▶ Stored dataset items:

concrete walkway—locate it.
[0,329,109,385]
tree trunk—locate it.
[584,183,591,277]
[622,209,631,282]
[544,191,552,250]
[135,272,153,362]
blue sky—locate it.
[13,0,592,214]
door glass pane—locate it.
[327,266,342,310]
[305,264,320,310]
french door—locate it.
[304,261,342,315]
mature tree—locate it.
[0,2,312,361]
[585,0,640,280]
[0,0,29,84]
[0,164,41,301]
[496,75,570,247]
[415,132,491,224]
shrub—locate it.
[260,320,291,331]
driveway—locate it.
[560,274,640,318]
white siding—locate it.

▶ Problem requirements: Copy all of the rows above again, switching each "locate it" to "mark it" and keeping everything else the same.

▶ Problem solution:
concrete walkway—mark it.
[0,329,109,385]
tree trunk—mark it.
[584,183,591,277]
[622,209,631,282]
[544,191,552,250]
[135,272,153,362]
blue sky—mark it.
[13,0,592,214]
door glass pane—mark it.
[327,266,342,310]
[305,264,320,310]
french door—mark it.
[304,261,342,315]
mature tree—mark it.
[0,2,312,361]
[585,0,640,280]
[0,0,29,84]
[0,164,41,301]
[496,75,570,247]
[415,132,491,224]
shrub—mark it.
[260,320,291,331]
driveway—mark it.
[560,274,640,318]
white siding—mark it.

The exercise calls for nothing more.